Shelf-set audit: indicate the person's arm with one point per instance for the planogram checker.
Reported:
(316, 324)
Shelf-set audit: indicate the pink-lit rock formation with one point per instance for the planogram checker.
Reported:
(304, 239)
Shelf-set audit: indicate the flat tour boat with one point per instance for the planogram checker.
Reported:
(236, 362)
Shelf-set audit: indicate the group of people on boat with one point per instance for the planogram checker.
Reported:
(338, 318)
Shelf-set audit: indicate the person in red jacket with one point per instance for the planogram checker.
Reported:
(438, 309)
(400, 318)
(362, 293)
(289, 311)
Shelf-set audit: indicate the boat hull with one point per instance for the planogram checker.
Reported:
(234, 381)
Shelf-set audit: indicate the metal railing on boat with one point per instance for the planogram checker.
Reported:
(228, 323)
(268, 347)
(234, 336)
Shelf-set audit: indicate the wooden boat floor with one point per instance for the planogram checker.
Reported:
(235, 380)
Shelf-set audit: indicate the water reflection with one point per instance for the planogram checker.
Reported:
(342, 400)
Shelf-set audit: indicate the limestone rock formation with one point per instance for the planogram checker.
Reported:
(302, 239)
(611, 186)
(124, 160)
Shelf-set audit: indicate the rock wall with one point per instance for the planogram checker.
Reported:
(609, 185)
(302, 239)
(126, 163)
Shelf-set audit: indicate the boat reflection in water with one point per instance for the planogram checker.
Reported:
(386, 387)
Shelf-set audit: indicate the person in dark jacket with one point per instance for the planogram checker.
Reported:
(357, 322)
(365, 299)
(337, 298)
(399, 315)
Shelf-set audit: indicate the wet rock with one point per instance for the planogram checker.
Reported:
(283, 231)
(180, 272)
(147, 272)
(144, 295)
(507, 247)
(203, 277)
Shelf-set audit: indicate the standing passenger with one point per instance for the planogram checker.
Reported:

▬▬▬▬▬▬

■ INSTRUCTIONS TO FOLLOW ■
Write out every line of the data again, exactly as it reads.

■ TASK ANSWER ■
Shelf-set audit: indicate the person's arm with one point per instance for the planogram checker.
Reported:
(316, 324)
Shelf-set audit: indicate the pink-lit rock formation with one point per instance for the planogram checker.
Reported:
(304, 239)
Shelf-set audit: indicate the flat tour boat with one point per instance for the planogram checker.
Reported:
(236, 362)
Shelf-set audit: indicate the group of people on boat with one point per instance for the planogram checker.
Reported:
(338, 318)
Shelf-set audit: indicate the person in red jacket with one point per instance for the planogram checker.
Reported:
(438, 309)
(400, 318)
(362, 293)
(289, 311)
Shelf-set audit: indicate the boat hull with one point per instance for the planogram checker.
Reported:
(234, 381)
Shelf-set audit: indicate the metal railing on boat with one point per instance for the planogram checker.
Reported:
(228, 323)
(268, 347)
(234, 336)
Shelf-set audit: indicate the wooden boat floor with one point per instance for the planogram checker.
Reported:
(235, 380)
Shelf-set audit: indicate the water reflection with one point per instance for the planogram checker.
Reported:
(342, 400)
Shelf-set audit: indicate the limestone rock formation with one point per instance for the planogram checker.
Reported:
(302, 239)
(611, 186)
(124, 160)
Shelf-set audit: indicate the rock wall with one point per instance for the planogram checker.
Reported:
(609, 185)
(302, 239)
(126, 163)
Shelf-set audit: indicate the boat reflection in water with one point per instance for the planogram checker.
Reported:
(386, 387)
Shelf-set audit: indicate the person in dark jacket with one point per instance for the planogram checker.
Reported:
(357, 322)
(365, 299)
(337, 298)
(399, 315)
Shelf-set audit: indicate the wet rock with one point per instance for the planogram checker.
Reported:
(283, 231)
(180, 272)
(147, 272)
(144, 295)
(507, 247)
(203, 277)
Shelf-set audit: indicate the standing passenger with one point per instance for the planogram checker.
Reported:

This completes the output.